• **Directions**: Retype all of the data below exactly, line for line.

--- begin Records supplied ---

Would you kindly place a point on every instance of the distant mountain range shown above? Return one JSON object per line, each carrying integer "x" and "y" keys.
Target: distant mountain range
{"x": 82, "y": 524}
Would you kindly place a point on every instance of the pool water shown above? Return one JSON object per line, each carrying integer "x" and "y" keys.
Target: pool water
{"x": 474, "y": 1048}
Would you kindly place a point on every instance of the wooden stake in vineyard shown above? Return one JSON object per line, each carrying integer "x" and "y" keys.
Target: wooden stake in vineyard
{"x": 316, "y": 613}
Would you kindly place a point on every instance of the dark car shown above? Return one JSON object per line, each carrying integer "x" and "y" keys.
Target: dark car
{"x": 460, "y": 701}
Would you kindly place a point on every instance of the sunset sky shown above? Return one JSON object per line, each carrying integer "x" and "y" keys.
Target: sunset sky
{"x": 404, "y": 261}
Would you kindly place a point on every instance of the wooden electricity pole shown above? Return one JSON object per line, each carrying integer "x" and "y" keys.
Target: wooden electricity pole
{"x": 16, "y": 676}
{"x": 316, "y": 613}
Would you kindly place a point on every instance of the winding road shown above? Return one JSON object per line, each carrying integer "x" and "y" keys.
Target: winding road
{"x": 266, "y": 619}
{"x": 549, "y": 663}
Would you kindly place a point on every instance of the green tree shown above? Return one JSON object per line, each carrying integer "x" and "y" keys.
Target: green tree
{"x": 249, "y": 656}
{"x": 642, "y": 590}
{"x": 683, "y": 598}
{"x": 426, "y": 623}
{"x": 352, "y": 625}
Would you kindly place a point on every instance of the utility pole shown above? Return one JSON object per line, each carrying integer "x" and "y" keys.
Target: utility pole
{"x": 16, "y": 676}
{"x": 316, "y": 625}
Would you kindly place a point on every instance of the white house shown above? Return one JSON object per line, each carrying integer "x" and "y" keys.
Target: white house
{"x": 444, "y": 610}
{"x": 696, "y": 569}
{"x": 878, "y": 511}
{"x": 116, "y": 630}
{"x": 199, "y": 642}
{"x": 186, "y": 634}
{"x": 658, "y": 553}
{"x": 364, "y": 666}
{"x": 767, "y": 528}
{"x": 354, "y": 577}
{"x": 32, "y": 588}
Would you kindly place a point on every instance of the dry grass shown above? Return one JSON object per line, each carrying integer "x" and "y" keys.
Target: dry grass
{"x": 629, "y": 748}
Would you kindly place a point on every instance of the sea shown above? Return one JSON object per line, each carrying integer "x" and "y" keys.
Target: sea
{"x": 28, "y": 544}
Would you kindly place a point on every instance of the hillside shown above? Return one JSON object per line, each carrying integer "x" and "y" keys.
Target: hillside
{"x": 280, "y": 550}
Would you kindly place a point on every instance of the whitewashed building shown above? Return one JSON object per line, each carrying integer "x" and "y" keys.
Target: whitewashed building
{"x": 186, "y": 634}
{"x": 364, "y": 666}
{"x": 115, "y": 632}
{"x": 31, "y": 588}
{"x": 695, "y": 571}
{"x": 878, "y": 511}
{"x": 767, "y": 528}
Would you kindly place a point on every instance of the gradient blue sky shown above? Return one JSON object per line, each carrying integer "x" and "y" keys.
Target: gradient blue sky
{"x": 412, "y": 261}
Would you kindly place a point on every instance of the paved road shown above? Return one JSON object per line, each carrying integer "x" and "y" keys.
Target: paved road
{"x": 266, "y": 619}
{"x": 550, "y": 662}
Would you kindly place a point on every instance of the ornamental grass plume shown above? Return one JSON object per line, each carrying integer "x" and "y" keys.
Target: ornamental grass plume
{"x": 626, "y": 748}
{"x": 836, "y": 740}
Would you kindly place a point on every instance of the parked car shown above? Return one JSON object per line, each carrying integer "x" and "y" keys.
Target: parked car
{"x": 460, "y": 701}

--- end Records supplied ---

• **Written solution**:
Would you kindly place a point on every instance of the distant mountain range shown above? Return one JSON object per line, each carrying integer "x" and "y" keys.
Target: distant mountain range
{"x": 82, "y": 524}
Would you kindly place a point on every instance of the pool water shown above? Return one JSON object per line, each carrying integer "x" and "y" keys.
Target: pool water
{"x": 474, "y": 1048}
Would you kindly place a point on every instance of the wooden stake in vineyard shown above? Return one JSON object per line, each carrying integer "x" and "y" keys.
Target: wooden stake in vineyard
{"x": 316, "y": 613}
Would you kindly place a point on every instance of the dark car shown above? Return one JSON object per line, each carrying integer "x" and "y" keys.
Target: dark car
{"x": 460, "y": 701}
Would you kindly place a point on every instance of the sunset sky shown above? Return one JSON object per line, each carrying integer "x" and "y" keys.
Target: sunset sky
{"x": 404, "y": 261}
Would you kindly place a point on every instance of the wooden electricity pole shown above? Return one JSON object per line, each carrying integer "x" and "y" keys.
Target: wooden electricity pole
{"x": 16, "y": 676}
{"x": 316, "y": 613}
Would you kindly place a point on every instance of the winding road shown above? Return one JSON object per line, each carrying integer "x" and "y" keys.
Target: winding road
{"x": 266, "y": 619}
{"x": 549, "y": 663}
Would you kindly place a point on every instance of the green tree shown above? Return one JSON object per line, each carrying integer "x" and "y" keys.
Target: green tree
{"x": 249, "y": 656}
{"x": 642, "y": 590}
{"x": 683, "y": 598}
{"x": 426, "y": 623}
{"x": 352, "y": 625}
Would you kindly place a point on every instance of the utility pole shown above? Return one JSON object per line, each carrying integer "x" and "y" keys.
Target: utility pole
{"x": 16, "y": 676}
{"x": 316, "y": 625}
Would you kindly place a point on every instance of the white house shown above? Return one JSON object per line, each carrying integer "x" and "y" keys.
Target: white house
{"x": 444, "y": 610}
{"x": 696, "y": 569}
{"x": 878, "y": 511}
{"x": 116, "y": 630}
{"x": 199, "y": 642}
{"x": 186, "y": 634}
{"x": 658, "y": 553}
{"x": 364, "y": 666}
{"x": 767, "y": 528}
{"x": 354, "y": 577}
{"x": 32, "y": 588}
Would you kindly place a point on every instance of the dry grass shown above? Return one JSON object per line, each carrying integer "x" and "y" keys.
Target: dry grass
{"x": 629, "y": 748}
Would you kindly place a point on every instance of the sea shown above? Return one JSON object per line, each carrying integer "x" and "y" keys.
Target: sea
{"x": 28, "y": 544}
Would you kindly place a point on every instance of the hillside shown above? Return one JSON object per line, each carrying integer "x" and "y" keys.
Target: hillside
{"x": 280, "y": 550}
Would you kindly place a point on every instance of the whitewashed building shown above? Return one JSON object per line, each carrying integer "x" and "y" keys.
Target: whitewashed building
{"x": 186, "y": 634}
{"x": 364, "y": 666}
{"x": 115, "y": 632}
{"x": 31, "y": 588}
{"x": 695, "y": 571}
{"x": 878, "y": 511}
{"x": 767, "y": 528}
Would you kindly place a point on every instance of the gradient blue sky shown above? Return one JSON object per line, each carrying integer "x" and "y" keys.
Target: gradient blue sky
{"x": 412, "y": 261}
Would you kindly place a point on every instance of the paved road shown above? Return one JSON object per line, each carrying integer "x" and "y" keys.
Target: paved road
{"x": 266, "y": 619}
{"x": 550, "y": 662}
Would you kindly place a point on every instance of the ornamental grass plume shown above? Return one JSON object per line, each carrying integer "x" and "y" keys.
Target: ornamental grass plume
{"x": 626, "y": 748}
{"x": 836, "y": 740}
Would you kindly place a point on every instance of the parked car shown above? Return one JSON object per line, each carrying integer "x" and "y" keys.
Target: parked car
{"x": 460, "y": 701}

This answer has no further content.